In your copy, set down the entries exactly and exclude the pictures.

Natural language region descriptions:
....
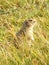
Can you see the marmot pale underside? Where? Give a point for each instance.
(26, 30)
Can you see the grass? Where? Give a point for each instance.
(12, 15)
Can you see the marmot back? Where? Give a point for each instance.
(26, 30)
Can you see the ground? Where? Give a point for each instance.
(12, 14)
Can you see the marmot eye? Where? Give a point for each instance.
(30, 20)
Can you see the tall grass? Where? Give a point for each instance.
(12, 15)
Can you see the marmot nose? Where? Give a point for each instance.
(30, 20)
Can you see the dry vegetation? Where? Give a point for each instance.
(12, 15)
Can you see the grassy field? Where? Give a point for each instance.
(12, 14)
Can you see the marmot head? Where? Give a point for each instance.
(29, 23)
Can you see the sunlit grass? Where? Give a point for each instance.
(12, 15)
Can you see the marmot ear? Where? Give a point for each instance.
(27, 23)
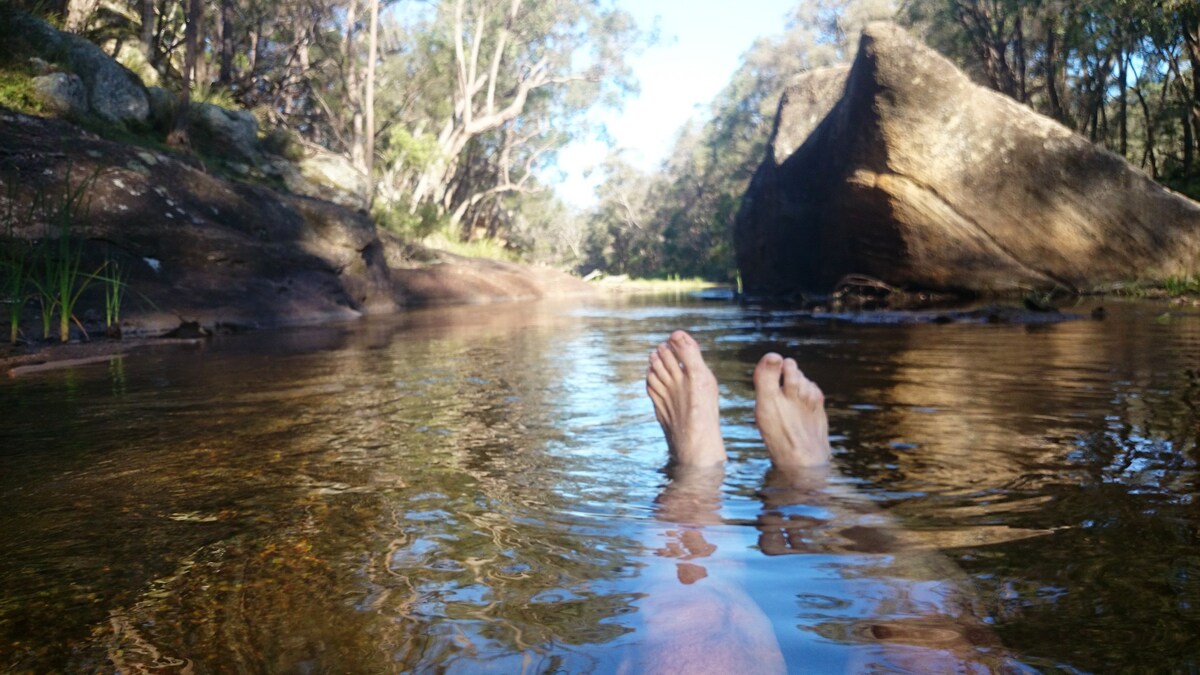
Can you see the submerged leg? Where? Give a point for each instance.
....
■ Response below:
Can you see the marmot pale underside? Where? Give a point for each instance.
(26, 30)
Can you see the grass? Where? Give a point for each instance.
(12, 15)
Can you see the marmot back? Where? Give a point for each instance.
(26, 30)
Can you see the ground? Where? Give a point for each instance.
(12, 14)
Can you see the marmot eye? Where? Give a point for each instance.
(30, 20)
Can you see the tall grass? Where? Give a point for each instance.
(12, 15)
Can you see the marmot nose? Where? Give a point for each instance.
(30, 20)
Can you see the dry vegetation? Where? Give a point for each instance.
(12, 15)
Can you see the grassy field? Where? Give a point for each instance.
(12, 14)
Can you see the marmot head? Where? Give a point for each instance.
(29, 23)
Can you see the sunlit grass? Where? Give a point for each instance.
(12, 15)
Can you see the marmot ear? Where? Give a point for each instance.
(27, 23)
Can you see the submerged leg? Where? Give a point for each instance.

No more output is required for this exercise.